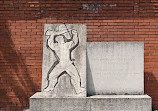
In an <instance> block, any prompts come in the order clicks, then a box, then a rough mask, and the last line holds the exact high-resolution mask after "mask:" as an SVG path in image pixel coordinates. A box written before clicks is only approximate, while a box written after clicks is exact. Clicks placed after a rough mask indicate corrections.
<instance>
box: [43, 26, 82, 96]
mask: <svg viewBox="0 0 158 111" xmlns="http://www.w3.org/2000/svg"><path fill="white" fill-rule="evenodd" d="M46 33H49V38H48V39H47V43H46V45H47V48H49V49H50V50H51V51H53V52H54V55H55V57H56V59H57V61H56V62H55V63H54V66H52V70H51V71H49V72H48V74H47V86H46V87H45V88H44V91H53V90H54V88H55V86H56V85H57V83H58V79H59V77H60V76H61V75H62V74H64V73H66V74H68V75H69V76H70V78H71V83H72V85H73V86H74V88H75V91H76V94H80V93H83V92H85V88H82V87H81V78H80V75H79V72H78V69H77V67H76V66H75V63H74V61H75V59H72V58H71V52H72V51H73V50H74V49H75V48H76V47H77V46H78V45H79V37H78V33H77V31H76V30H75V29H68V28H67V27H66V25H61V26H60V27H58V31H51V30H48V31H47V32H46Z"/></svg>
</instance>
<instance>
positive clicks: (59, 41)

──────────────────────────────

EXERCISE OBJECTIVE: Every entry, word for word: repeat it, but skip the images.

ANSWER TO THIS TASK:
In an <instance> block, any prompts come in the order clicks, then a box, then a rough mask, and the last line holds the exact high-resolution mask after "mask:" as an SVG path in image pixel coordinates. A box written before clicks is only approximate, while a box written after clicks is exact. Clicks placed after a rough mask indicate corrections.
<instance>
box: [43, 26, 82, 96]
mask: <svg viewBox="0 0 158 111" xmlns="http://www.w3.org/2000/svg"><path fill="white" fill-rule="evenodd" d="M46 33H49V38H48V39H47V43H46V45H47V48H49V49H50V50H51V51H53V52H54V55H55V57H56V59H57V61H56V62H55V63H54V66H52V70H51V71H49V72H48V74H47V86H46V87H45V88H44V91H53V90H54V88H55V86H56V85H57V83H58V79H59V77H60V76H61V75H62V74H64V73H66V74H68V75H69V76H70V78H71V83H72V85H73V86H74V88H75V91H76V94H80V93H83V92H85V88H82V87H81V78H80V75H79V72H78V69H77V67H76V66H75V63H74V61H75V59H72V58H71V52H72V51H73V50H74V49H75V48H76V47H77V46H78V45H79V37H78V33H77V31H76V30H75V29H68V28H67V27H66V25H61V26H60V27H58V31H51V30H48V31H47V32H46Z"/></svg>
</instance>
<instance>
positive clicks: (59, 41)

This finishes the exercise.